Task to carry out:
In the text below about practicing medicine in remote Australia, how large is the region that Central Hospital serves?

Text for analysis:
== Segment start ==

Practising medicine up here is fascinating. The distances add to the challenges. Central Hospital serves a region the size of the UK, and the Aboriginal people in these remote areas have the highest rates of disease of any group in Australia. It was only 150 years ago that the first European made it here, and this highway bears his name: Stuart. In the mid-1980s, the last ‘first contact’ was made with a group of Aboriginal people, the so-called Pintupi Nine, who were living as they always had. Colonisation here is recent, and raw. The consequences unfold daily in these communities. It’s why not all the medical work is pulling arms or stabilising medical conditions. A lot of complex social issues reveal themselves, and over the years I’ve come to develop a sort of mental buffer — a psychological crash helmet, maybe, or a learned desensitisation. You have to. Returning here demands it. Work must be left at work, and the lighter moments indulged in. Like this chat at the roadhouse fuel pump.
Billy and the others are squeezing back into their car.
‘See you up there, Doc!’ yells the mother.
The little boy waves.
‘See you soon,’ I say.

== Segment end ==

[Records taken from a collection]
== Segment start ==

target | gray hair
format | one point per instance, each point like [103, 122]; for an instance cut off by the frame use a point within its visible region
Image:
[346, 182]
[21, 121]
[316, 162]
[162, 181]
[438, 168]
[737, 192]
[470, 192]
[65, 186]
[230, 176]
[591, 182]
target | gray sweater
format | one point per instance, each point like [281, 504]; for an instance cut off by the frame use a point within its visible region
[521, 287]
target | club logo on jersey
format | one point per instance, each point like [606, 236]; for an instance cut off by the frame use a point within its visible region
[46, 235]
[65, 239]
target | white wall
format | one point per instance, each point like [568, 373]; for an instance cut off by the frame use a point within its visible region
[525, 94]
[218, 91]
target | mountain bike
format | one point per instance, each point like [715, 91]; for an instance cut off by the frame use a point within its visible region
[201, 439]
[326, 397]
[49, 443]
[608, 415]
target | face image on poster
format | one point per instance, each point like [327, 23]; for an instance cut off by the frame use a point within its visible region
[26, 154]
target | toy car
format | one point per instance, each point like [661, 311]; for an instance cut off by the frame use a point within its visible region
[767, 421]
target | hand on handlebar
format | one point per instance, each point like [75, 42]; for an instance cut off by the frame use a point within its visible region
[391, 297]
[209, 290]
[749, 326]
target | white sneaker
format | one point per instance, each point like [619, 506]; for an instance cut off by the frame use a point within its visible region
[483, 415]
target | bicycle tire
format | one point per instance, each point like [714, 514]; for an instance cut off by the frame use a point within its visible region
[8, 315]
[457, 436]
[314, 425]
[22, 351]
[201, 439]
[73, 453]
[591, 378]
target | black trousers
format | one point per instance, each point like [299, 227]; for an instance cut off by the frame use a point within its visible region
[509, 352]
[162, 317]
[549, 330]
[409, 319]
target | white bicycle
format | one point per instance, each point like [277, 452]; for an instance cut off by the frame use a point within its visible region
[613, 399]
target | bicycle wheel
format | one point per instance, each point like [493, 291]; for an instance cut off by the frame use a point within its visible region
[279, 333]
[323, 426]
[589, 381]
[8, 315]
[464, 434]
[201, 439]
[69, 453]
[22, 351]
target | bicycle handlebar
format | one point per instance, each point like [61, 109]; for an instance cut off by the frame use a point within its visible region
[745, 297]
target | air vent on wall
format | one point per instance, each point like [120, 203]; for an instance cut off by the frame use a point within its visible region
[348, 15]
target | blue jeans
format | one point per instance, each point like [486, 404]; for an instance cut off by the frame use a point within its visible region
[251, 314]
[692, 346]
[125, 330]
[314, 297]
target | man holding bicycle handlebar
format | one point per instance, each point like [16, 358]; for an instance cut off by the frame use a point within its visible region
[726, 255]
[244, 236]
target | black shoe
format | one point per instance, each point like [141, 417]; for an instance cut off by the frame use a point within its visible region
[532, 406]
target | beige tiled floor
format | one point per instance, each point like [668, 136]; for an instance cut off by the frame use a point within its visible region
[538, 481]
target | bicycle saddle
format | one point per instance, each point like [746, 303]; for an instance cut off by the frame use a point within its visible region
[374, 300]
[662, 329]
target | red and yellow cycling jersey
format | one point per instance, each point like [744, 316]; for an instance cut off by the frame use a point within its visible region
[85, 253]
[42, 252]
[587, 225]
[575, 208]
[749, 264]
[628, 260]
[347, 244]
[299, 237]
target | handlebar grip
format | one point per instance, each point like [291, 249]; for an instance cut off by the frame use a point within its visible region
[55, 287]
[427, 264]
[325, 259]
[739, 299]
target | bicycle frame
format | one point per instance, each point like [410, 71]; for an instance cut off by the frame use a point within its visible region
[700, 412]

== Segment end ==

Exercise solution:
It serves a region the size of the UK.